[Items from a data source]
◇ ◇ ◇ ◇ ◇
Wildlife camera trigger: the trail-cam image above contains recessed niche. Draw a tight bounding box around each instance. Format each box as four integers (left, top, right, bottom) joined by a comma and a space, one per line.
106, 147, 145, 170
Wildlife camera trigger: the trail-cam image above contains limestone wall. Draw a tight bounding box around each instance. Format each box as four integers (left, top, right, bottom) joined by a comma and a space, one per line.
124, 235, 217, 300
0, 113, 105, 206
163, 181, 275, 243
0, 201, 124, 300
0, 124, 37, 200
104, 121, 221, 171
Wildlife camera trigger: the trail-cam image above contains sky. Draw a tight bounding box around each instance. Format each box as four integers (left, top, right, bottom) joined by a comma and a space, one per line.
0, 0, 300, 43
◇ ◇ ◇ ◇ ◇
Collect every line in the material that contains the string "Draw", reproducing each line verbatim.

** Output below **
Wildlife camera trigger: the trail-cam image above contains recessed niche. Draw a tight bounding box around each instance. Format each box as four integers (left, top, right, bottom) joined by a comma and a space, one per line.
Wildlife camera trigger: the trail-cam image above contains limestone wall. Draw a tight bounding box around each instance. Format each box as four integers (left, top, right, bottom) joined by a comma and a space, one per line.
Wildlife camera trigger: the trail-cam image above contains sky. Draw a tight bounding box around each instance. Format each box as four integers (left, top, right, bottom) joined by a comma and a space, one per line.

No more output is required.